* **What you should do**
Going through the lines below, tally those that include "order", and give only the number.

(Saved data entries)
────────────────────────────────────────

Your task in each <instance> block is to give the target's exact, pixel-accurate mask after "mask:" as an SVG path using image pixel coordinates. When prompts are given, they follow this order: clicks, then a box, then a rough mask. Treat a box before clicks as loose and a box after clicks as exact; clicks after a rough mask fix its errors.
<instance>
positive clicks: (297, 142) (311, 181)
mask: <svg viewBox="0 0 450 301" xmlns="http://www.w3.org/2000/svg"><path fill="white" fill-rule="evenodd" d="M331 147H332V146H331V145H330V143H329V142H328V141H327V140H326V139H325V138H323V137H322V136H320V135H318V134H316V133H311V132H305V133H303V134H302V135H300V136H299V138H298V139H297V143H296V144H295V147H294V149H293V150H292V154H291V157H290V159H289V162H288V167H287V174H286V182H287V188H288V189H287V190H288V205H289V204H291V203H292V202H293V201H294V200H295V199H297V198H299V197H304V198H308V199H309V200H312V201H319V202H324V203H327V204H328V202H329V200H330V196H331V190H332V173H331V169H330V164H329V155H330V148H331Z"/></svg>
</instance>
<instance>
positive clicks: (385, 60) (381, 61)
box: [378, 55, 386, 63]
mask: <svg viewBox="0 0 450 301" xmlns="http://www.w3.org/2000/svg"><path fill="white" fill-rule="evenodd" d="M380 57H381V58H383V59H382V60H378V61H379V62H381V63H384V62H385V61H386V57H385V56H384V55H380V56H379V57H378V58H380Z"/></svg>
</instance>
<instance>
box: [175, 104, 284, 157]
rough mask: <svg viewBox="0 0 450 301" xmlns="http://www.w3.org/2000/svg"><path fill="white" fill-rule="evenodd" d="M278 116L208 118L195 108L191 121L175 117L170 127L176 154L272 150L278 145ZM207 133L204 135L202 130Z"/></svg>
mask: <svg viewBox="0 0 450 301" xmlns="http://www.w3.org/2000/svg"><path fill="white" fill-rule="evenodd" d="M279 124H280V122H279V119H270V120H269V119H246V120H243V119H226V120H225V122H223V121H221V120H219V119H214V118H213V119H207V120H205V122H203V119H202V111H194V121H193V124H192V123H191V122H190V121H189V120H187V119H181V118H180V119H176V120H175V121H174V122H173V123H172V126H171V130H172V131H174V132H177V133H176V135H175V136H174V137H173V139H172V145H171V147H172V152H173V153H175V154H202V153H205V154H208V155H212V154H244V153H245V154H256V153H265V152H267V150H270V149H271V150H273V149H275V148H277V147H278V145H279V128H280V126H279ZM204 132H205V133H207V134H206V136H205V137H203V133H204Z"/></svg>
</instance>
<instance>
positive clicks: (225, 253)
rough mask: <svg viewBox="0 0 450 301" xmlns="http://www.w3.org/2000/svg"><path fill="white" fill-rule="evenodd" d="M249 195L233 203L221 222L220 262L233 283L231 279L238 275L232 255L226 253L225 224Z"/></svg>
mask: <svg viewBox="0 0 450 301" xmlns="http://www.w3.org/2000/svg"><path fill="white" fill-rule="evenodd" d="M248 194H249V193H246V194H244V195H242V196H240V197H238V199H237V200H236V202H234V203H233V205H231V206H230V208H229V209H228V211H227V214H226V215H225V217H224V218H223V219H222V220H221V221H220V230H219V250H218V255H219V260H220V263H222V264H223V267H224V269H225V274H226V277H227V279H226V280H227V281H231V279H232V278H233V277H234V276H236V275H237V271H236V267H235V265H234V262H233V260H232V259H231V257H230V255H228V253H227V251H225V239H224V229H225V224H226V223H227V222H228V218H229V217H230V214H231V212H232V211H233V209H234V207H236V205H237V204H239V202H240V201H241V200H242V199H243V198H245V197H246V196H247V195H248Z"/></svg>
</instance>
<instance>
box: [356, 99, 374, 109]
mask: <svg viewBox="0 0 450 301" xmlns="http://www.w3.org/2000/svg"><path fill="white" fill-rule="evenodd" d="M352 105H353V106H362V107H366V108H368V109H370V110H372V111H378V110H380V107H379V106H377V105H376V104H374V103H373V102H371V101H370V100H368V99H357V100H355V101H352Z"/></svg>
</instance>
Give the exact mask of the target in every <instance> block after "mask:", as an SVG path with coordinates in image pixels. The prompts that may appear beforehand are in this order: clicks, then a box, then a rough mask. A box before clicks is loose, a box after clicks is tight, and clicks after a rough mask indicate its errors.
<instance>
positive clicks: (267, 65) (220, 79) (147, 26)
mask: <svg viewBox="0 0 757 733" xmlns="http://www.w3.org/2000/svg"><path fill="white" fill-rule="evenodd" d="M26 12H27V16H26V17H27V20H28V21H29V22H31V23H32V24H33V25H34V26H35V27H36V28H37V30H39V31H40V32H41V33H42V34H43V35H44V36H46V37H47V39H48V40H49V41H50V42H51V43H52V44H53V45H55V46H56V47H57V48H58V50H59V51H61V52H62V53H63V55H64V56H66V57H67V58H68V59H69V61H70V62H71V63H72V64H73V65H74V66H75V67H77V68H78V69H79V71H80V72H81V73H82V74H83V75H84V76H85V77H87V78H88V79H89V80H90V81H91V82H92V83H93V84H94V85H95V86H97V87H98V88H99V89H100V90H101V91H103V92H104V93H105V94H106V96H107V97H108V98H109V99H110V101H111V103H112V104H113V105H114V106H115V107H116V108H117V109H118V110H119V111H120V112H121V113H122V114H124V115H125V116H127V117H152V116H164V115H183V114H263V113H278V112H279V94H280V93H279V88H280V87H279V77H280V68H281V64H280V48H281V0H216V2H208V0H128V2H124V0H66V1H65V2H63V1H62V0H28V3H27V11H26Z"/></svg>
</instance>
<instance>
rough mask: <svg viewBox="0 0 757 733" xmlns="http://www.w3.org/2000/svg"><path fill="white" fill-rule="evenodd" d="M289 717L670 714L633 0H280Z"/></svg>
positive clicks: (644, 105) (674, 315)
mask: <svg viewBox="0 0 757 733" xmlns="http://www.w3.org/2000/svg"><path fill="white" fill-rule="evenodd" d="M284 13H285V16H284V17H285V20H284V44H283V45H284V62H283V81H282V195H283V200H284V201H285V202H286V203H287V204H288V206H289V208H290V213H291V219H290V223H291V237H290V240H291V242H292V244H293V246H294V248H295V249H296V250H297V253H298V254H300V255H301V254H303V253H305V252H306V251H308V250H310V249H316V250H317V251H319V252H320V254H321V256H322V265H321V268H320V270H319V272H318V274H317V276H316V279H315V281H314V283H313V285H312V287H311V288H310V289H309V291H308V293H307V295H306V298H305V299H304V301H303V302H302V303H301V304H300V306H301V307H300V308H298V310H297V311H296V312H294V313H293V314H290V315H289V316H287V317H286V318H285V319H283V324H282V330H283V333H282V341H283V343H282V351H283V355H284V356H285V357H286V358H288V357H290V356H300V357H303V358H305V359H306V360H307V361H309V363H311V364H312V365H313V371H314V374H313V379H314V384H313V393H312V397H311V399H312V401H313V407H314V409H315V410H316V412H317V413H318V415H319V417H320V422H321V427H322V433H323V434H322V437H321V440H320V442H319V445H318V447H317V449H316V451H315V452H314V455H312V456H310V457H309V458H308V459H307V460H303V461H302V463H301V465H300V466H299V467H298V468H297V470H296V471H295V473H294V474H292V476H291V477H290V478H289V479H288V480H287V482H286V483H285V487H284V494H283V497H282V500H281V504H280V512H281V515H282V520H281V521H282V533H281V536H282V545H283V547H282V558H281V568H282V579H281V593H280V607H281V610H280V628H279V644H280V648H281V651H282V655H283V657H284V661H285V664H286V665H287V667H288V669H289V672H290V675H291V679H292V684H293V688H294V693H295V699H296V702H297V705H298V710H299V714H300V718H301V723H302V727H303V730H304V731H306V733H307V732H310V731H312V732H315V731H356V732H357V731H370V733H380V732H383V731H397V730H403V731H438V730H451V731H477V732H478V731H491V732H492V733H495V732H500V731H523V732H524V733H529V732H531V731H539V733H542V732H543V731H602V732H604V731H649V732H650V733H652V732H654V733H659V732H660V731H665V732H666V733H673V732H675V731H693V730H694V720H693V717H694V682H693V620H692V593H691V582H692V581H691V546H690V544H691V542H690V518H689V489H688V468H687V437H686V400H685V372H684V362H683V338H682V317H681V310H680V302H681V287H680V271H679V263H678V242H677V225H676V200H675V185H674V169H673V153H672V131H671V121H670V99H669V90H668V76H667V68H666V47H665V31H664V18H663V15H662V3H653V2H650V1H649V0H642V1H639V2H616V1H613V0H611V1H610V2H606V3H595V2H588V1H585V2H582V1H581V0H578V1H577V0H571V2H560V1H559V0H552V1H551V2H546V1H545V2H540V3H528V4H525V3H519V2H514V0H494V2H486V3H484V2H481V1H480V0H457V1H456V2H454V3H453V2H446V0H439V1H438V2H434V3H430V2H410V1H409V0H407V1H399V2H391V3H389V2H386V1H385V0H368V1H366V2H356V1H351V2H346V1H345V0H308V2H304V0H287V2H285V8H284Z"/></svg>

────────────────────────────────────────

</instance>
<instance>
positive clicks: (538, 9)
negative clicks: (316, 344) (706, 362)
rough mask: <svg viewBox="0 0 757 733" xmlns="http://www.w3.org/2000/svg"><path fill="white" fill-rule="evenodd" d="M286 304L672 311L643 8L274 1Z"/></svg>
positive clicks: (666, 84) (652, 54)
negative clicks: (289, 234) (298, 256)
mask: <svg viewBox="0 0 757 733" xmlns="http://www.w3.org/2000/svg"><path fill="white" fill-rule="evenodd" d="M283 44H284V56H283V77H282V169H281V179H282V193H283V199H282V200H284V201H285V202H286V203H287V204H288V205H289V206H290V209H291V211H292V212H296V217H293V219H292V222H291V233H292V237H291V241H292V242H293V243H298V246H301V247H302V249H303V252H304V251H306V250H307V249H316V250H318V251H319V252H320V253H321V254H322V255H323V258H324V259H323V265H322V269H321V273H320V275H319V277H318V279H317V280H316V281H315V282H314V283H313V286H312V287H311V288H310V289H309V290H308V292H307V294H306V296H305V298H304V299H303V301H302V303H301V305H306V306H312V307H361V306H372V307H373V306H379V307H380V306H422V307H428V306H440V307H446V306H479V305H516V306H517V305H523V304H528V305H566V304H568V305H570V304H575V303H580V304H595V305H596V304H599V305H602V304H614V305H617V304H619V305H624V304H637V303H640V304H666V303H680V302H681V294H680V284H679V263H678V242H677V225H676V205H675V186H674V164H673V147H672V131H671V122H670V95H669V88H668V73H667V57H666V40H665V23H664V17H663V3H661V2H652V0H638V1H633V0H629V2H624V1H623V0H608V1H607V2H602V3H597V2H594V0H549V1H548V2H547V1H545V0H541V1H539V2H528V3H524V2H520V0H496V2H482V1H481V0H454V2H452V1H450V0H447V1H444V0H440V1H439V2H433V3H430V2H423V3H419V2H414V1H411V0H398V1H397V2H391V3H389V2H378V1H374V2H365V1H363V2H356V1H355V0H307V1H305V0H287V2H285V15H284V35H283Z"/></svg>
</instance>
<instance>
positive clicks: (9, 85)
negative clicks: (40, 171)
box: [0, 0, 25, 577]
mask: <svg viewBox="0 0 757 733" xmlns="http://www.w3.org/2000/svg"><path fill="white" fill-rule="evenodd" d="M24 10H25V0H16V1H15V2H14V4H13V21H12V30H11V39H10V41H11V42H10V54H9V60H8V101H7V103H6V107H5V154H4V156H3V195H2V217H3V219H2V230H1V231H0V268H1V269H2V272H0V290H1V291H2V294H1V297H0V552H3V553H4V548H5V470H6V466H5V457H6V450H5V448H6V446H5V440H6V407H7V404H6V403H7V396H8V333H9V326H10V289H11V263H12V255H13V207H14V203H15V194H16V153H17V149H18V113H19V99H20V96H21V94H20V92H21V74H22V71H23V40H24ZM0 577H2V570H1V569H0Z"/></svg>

────────────────────────────────────────

* **Task answer**
2